== Texte de la page ==

© Simon Gosselin
ƒƒ article de Hoël Le Corre
Retour aux sources du théâtre pour Christiane Jatahy, qui s’était, ces dernières années, échappée des classiques pour frôler avec des œuvres cinématographiques. Retour même à l’une des pièces les plus emblématiques, les plus jouées, les plus adaptées, du répertoire : Hamlet, ici Hamlet – Dans les plis du temps. A l’instar de Julia (d’après Mademoiselle Julie) et What If They Went to Moscow (d’après Les Trois Sœurs), ici, Christiane Jatahy se livre une fois encore à une relecture, une adaptation contemporaine du monument de Shakespeare.

===

# [Objet de l'exercice]
Poursuivez l'article consacré au Hamlet de Christiane Jatahy, en reprenant immédiatement après sa dernière phrase.

== Données extraites ==

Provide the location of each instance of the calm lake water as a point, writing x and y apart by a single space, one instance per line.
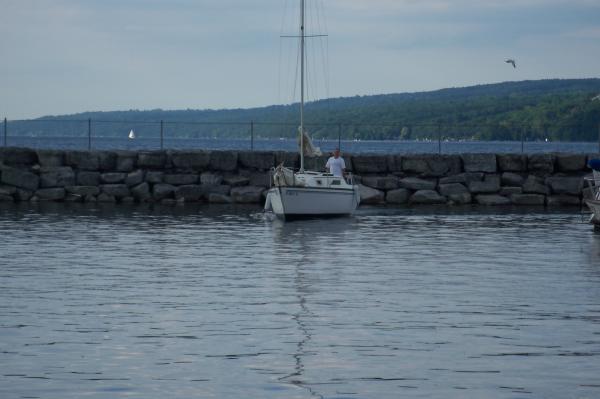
219 301
348 146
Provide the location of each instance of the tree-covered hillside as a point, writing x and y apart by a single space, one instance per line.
566 110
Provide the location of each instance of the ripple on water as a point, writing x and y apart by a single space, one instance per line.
222 302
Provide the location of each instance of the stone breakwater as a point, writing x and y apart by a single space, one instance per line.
243 177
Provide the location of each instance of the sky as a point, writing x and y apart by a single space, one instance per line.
69 56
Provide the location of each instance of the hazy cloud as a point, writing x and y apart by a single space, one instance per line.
65 56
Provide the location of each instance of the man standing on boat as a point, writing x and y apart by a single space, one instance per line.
336 164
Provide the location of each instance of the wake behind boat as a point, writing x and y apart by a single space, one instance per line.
306 193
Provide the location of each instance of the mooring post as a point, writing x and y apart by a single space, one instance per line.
161 134
439 139
252 135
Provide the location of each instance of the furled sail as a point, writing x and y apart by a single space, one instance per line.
310 150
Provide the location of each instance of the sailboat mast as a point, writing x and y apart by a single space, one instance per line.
301 86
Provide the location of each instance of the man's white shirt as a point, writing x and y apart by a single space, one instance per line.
336 166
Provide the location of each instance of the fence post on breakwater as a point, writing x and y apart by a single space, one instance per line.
522 140
598 135
89 134
161 134
439 139
252 135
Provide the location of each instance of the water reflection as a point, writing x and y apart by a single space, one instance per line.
222 302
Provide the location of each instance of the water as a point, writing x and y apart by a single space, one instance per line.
219 301
348 146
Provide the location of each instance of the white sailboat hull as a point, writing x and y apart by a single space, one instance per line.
594 206
306 201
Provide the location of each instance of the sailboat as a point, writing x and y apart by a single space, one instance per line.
307 193
592 194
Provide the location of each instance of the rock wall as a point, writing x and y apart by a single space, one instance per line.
243 176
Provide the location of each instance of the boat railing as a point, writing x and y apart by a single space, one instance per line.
592 186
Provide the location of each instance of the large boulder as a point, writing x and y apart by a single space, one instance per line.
507 191
7 190
427 197
479 163
541 164
152 159
369 164
113 177
535 185
18 156
215 198
51 157
107 160
104 198
161 191
563 200
141 192
261 160
50 194
115 190
370 195
565 185
23 195
463 178
456 193
83 160
528 199
512 179
20 178
87 178
257 178
190 160
190 193
225 161
432 164
154 176
512 162
381 182
491 200
211 179
570 162
83 191
134 178
126 161
56 176
398 196
452 188
236 180
218 189
415 183
180 179
490 184
247 194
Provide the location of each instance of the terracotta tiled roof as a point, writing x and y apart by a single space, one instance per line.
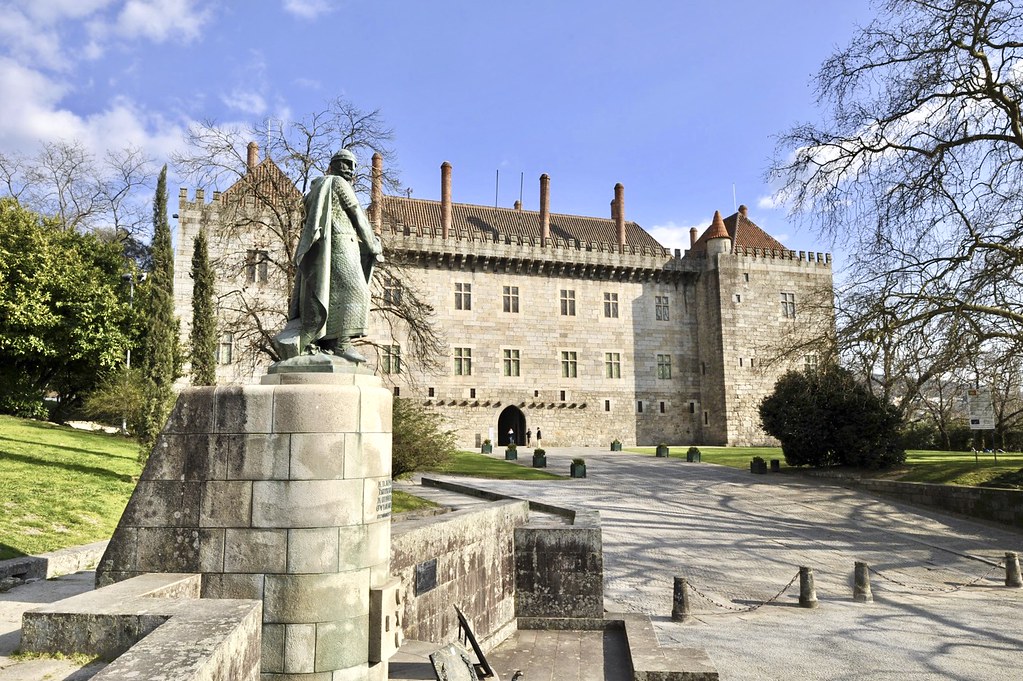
743 232
473 222
266 181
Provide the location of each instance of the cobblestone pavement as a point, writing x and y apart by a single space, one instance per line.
940 610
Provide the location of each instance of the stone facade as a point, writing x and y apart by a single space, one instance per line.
584 329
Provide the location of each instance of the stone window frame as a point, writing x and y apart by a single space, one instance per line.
568 302
611 305
462 296
391 359
509 299
462 361
570 364
512 362
225 349
788 305
612 365
257 266
664 366
662 308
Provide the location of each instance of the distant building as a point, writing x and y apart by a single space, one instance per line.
582 328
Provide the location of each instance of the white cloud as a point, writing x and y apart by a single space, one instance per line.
309 9
673 236
247 101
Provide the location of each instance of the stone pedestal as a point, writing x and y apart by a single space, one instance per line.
279 492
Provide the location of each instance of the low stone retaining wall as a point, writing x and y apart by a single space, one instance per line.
987 503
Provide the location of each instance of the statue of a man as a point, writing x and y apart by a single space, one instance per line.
334 261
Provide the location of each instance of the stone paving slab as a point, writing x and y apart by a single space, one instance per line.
942 613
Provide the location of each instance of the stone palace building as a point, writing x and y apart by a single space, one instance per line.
583 328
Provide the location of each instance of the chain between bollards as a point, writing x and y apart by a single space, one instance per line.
1013 578
680 599
807 592
861 584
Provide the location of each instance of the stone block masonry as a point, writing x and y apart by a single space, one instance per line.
280 493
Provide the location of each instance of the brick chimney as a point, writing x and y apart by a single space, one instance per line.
544 209
253 159
445 199
376 192
620 214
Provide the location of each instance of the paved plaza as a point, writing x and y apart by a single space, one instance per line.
741 538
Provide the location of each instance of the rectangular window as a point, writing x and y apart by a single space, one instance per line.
568 303
664 366
462 296
789 305
225 349
391 360
611 306
257 266
463 361
512 299
510 362
662 308
569 364
613 365
392 291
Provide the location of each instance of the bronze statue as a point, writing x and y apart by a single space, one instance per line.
335 262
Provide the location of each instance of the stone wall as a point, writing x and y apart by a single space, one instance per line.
986 503
465 558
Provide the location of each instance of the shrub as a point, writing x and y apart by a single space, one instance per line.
419 440
827 418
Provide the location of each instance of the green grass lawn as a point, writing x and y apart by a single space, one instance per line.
60 487
921 465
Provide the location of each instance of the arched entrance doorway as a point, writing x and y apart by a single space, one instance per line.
512 417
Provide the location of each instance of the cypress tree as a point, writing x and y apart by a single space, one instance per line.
204 331
160 344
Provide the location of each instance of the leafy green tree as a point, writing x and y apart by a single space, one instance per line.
418 440
826 418
63 320
161 355
204 330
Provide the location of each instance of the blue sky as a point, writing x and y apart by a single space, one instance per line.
677 100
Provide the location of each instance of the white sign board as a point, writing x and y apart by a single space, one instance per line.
981 409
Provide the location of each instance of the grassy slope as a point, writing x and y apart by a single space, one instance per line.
60 487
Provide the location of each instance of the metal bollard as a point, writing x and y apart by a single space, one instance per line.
680 599
1013 578
861 584
807 593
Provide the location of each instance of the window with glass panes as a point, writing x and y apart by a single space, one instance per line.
510 362
510 299
462 296
462 361
613 365
570 364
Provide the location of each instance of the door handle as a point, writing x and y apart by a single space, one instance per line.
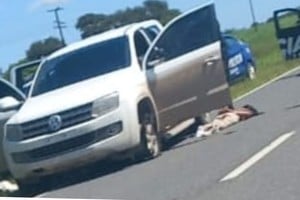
211 60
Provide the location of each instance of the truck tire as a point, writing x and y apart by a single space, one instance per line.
150 145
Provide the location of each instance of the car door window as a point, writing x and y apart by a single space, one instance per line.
151 32
141 45
193 31
7 91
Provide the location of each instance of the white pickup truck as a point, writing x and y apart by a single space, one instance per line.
116 92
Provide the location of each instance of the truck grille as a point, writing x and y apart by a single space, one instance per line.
69 118
69 145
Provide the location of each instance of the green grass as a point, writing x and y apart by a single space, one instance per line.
269 60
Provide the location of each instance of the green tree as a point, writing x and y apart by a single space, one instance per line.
91 24
43 48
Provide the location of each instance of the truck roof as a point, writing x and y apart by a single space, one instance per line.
113 33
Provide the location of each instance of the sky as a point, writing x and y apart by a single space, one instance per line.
25 21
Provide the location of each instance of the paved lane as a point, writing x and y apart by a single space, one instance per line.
192 168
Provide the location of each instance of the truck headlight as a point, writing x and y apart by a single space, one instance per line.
13 132
105 104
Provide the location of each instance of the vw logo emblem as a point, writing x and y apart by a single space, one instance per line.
54 123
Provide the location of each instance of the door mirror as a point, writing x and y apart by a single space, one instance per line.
9 103
156 57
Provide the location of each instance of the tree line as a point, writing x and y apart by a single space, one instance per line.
94 23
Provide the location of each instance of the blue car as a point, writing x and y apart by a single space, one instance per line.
239 60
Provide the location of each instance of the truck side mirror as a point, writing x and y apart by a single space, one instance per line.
9 103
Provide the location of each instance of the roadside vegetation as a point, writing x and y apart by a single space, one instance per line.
269 61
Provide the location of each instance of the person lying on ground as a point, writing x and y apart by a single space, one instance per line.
225 118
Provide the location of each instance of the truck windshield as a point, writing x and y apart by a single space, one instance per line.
82 64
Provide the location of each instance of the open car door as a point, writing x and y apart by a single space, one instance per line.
287 26
184 67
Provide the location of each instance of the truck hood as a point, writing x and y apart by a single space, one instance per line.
72 96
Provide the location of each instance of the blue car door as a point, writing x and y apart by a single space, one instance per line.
234 58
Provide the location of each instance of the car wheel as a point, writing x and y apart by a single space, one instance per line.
150 146
251 72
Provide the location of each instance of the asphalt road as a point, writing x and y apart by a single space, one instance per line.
193 168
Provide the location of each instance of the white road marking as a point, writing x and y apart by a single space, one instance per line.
257 157
266 84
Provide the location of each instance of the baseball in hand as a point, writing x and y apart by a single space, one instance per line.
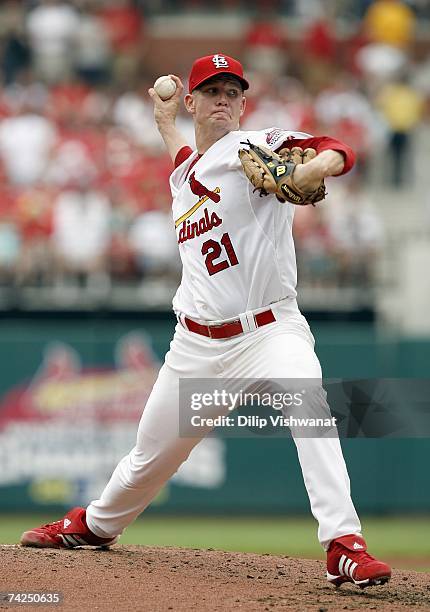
165 87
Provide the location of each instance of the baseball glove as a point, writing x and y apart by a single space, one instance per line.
271 172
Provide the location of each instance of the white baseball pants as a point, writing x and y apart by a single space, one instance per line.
283 349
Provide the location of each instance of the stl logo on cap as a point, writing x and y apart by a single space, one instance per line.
220 61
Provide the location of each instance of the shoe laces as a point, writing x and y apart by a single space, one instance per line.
52 528
362 557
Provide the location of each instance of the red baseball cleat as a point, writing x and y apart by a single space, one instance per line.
348 561
69 532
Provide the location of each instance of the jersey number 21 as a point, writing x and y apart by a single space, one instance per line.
213 251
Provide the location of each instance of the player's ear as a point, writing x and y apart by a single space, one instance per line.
189 103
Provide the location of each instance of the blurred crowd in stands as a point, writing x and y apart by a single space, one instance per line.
84 194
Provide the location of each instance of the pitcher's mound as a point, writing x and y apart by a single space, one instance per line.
154 579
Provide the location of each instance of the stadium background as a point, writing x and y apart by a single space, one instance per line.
88 261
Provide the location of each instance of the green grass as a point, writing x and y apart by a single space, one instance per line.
391 538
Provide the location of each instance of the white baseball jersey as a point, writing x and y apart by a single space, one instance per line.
236 247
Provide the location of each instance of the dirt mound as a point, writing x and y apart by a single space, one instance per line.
158 579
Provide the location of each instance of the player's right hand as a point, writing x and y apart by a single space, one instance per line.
165 111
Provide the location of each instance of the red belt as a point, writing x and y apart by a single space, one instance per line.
226 330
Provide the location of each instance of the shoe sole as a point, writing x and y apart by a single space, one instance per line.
32 538
337 581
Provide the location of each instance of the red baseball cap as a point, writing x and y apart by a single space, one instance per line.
209 66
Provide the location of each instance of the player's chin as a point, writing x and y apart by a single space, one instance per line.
224 120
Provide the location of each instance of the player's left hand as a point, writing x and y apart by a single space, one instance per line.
165 111
273 173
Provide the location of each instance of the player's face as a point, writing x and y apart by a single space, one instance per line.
217 103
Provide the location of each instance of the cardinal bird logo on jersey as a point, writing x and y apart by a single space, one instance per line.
200 190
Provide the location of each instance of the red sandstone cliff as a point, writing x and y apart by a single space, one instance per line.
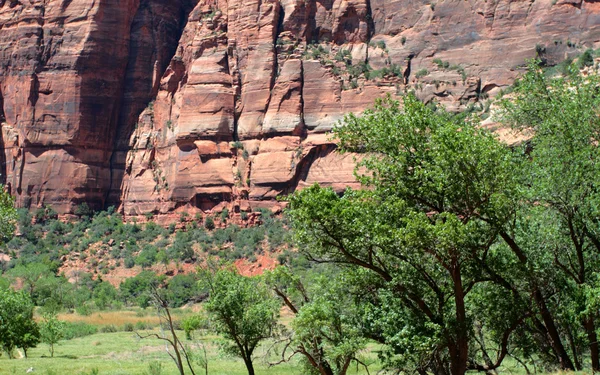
137 103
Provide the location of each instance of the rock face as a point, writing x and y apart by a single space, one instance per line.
154 105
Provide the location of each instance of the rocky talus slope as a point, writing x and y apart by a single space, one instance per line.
155 105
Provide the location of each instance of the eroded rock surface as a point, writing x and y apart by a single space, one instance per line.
156 106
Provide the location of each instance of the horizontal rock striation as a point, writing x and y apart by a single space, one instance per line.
156 106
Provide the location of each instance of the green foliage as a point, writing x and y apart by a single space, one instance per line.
209 223
52 331
586 58
556 230
8 216
435 183
154 368
191 324
241 310
325 328
17 327
136 289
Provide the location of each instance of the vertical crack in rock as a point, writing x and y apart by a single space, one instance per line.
155 33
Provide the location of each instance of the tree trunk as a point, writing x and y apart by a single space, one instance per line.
554 336
249 366
590 328
460 353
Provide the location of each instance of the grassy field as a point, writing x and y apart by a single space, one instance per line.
123 353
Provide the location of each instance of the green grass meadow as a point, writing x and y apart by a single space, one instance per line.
123 353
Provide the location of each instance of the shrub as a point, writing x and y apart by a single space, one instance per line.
154 368
192 323
110 328
209 223
78 329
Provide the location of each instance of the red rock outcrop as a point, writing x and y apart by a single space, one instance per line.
156 106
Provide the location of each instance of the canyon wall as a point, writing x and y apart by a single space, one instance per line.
165 105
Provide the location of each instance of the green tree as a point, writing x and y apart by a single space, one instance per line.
17 327
557 231
325 328
51 331
242 310
423 233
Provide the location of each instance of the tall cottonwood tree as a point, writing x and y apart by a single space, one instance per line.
424 229
325 329
241 309
557 231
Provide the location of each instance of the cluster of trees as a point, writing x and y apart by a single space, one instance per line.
18 329
461 251
47 240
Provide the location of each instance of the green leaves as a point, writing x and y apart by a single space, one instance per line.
17 327
241 309
436 191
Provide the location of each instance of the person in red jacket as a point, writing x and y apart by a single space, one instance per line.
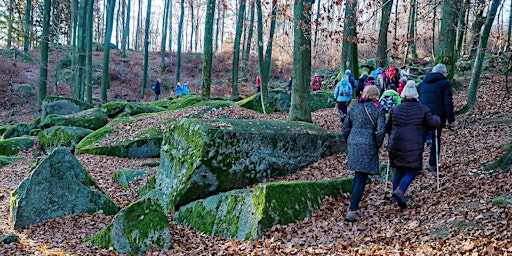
316 82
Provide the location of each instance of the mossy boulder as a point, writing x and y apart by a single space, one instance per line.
59 185
144 140
247 214
13 146
136 229
125 177
126 108
204 157
62 106
64 136
92 119
279 100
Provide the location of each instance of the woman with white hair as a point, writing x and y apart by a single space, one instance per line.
405 126
363 130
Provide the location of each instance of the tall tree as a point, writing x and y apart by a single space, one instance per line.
105 75
382 46
146 49
236 51
164 33
28 25
482 46
126 32
43 64
446 51
300 108
206 81
411 32
349 45
179 41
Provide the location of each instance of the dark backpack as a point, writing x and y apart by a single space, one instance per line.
387 102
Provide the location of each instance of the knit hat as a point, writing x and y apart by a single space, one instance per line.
410 91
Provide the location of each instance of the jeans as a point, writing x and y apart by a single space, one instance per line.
432 158
403 178
358 184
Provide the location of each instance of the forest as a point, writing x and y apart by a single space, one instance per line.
219 47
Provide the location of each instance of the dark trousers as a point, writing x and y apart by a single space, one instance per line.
358 184
403 178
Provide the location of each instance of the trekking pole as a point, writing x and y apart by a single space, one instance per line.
437 158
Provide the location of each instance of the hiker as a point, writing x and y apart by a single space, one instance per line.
405 125
343 96
316 82
436 93
156 88
389 98
363 131
258 84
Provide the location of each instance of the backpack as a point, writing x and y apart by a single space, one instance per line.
387 102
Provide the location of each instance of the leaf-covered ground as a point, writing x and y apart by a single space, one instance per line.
457 219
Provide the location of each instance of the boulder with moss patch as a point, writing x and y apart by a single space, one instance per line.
62 106
204 157
59 185
13 146
92 119
279 100
61 136
247 214
137 228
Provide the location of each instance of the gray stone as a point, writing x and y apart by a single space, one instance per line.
138 228
59 185
204 157
61 136
247 214
62 106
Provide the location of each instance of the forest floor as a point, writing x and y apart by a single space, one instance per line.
457 219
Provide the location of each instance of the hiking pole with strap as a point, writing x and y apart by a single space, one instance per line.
437 158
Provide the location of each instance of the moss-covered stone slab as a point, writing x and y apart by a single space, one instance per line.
127 108
279 100
13 146
125 177
144 140
204 157
62 106
61 136
247 214
138 228
59 185
92 119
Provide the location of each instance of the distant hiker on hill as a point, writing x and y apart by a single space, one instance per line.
156 88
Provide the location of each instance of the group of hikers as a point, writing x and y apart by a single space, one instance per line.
181 88
388 102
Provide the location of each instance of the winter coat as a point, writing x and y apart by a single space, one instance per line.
343 90
405 125
362 138
436 93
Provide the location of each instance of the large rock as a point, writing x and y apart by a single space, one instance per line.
138 228
62 106
92 119
58 186
61 136
13 146
279 100
247 214
204 157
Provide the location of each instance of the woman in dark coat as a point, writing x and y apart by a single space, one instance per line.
363 130
405 125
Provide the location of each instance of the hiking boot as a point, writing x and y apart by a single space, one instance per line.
400 199
352 216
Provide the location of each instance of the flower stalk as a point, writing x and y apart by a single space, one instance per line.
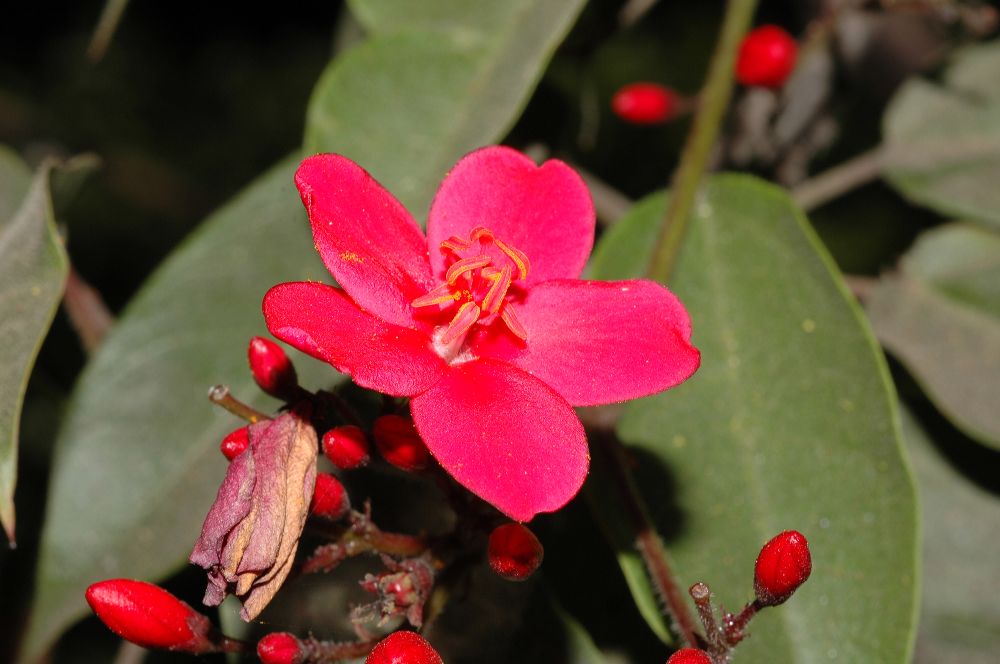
714 98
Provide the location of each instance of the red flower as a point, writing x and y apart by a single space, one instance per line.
484 323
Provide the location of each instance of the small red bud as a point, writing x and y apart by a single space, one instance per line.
280 648
271 368
399 443
645 103
689 656
514 551
149 616
330 499
783 565
235 443
767 57
403 648
346 447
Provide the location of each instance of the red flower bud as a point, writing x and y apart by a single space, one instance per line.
271 368
346 447
645 103
767 56
149 616
330 499
403 648
280 648
514 551
782 566
235 443
399 443
689 656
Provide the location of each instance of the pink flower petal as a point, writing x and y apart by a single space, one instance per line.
597 342
544 211
323 321
505 436
367 239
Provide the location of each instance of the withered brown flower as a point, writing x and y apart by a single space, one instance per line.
252 530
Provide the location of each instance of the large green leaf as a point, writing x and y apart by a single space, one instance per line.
960 619
943 140
408 103
940 315
33 268
790 423
137 463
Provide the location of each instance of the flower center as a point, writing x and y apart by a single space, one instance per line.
480 273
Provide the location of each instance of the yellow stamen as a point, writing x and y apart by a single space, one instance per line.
516 255
460 267
464 319
439 295
455 244
494 296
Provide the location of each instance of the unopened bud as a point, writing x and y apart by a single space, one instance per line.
149 616
645 103
514 551
689 656
399 443
235 443
330 499
346 446
403 648
271 369
783 565
280 648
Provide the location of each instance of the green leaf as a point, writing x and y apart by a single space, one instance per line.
137 461
408 104
790 423
940 316
943 140
960 619
33 268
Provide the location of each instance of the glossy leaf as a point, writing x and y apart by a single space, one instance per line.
137 461
33 268
140 405
960 619
940 315
437 80
943 140
790 423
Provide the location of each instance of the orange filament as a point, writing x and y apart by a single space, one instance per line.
480 273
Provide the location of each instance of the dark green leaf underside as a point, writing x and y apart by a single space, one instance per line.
940 315
789 424
33 269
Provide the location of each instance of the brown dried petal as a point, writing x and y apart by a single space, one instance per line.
252 531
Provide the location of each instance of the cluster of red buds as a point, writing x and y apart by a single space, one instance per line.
260 514
767 57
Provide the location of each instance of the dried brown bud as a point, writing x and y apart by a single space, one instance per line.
251 532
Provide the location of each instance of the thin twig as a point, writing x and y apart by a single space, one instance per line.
111 16
647 541
220 396
839 180
714 100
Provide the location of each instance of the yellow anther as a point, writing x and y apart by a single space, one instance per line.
494 296
460 267
516 255
465 318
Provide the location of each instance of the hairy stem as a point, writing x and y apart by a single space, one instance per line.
714 100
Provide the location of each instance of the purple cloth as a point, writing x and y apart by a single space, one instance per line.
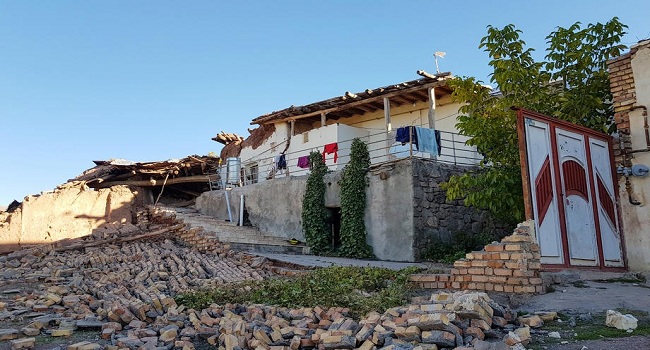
303 162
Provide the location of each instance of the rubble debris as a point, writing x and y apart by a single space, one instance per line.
617 320
191 169
512 266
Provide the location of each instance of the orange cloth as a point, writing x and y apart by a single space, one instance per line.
331 148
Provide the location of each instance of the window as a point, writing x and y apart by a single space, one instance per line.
250 173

===

# [La réponse]
On retrouve quelques inconditionnels de la metteuse en scène : le maillage théâtre-cinéma, avec des vidéos prises en direct, le mélange entre texte original et écriture plateau, et incarnation physique des émotions. Au vu de ces ingrédients, qui avaient fait le succès des précédentes pièces, on pouvait espérer une pièce fulgurante, puissante et distillant une vision novatrice de l’œuvre. Pourtant, même si on ne s’ennuie pas et que le spectacle contient des passages intéressants, il semble manquer un petit quelque chose pour que la magie opère totalement… Peut-être un liant dramaturgique plus fort, un point de vue décalé vraiment assumé, pour en faire plus qu’une sorte de patchwork dans lequel les spectateurs qui ne connaissent pas bien l’œuvre originale risquent malheureusement de se perdre. On peine à comprendre exactement où va la pièce, quel est l’intérêt de son adaptation contemporaine, quel message actuel ou universel convoque-t-elle ?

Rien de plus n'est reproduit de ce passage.